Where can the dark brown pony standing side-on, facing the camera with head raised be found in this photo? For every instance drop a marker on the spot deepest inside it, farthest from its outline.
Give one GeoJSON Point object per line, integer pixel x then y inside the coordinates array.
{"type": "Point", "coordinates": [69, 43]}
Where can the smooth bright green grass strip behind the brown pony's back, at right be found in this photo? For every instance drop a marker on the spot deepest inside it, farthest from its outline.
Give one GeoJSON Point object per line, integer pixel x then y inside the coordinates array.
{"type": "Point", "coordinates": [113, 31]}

...

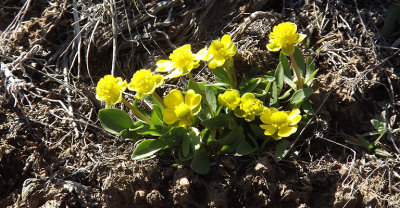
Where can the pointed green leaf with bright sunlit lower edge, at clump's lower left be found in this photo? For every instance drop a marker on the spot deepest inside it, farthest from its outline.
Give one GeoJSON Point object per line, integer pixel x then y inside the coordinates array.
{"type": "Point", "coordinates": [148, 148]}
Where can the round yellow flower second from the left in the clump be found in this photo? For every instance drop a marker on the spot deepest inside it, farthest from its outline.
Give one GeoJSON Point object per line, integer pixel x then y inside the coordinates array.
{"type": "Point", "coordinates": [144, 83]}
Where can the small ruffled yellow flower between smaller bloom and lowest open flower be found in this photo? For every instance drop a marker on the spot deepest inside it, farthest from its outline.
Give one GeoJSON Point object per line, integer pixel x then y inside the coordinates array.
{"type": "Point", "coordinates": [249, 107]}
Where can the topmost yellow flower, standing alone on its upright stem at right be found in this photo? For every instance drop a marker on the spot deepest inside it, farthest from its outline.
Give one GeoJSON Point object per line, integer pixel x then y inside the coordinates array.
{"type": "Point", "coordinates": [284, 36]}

---

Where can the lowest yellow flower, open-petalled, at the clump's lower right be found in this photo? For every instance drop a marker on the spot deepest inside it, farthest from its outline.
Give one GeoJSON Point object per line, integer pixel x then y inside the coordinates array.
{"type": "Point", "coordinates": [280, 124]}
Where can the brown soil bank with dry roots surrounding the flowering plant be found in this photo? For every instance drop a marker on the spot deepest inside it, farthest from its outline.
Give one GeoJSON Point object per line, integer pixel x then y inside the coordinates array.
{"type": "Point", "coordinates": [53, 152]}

* [WHAT TO PRODUCE]: Among the preceding records, how many lines include the word "this"? Reply with the number only.

* [TASK RESULT]: 8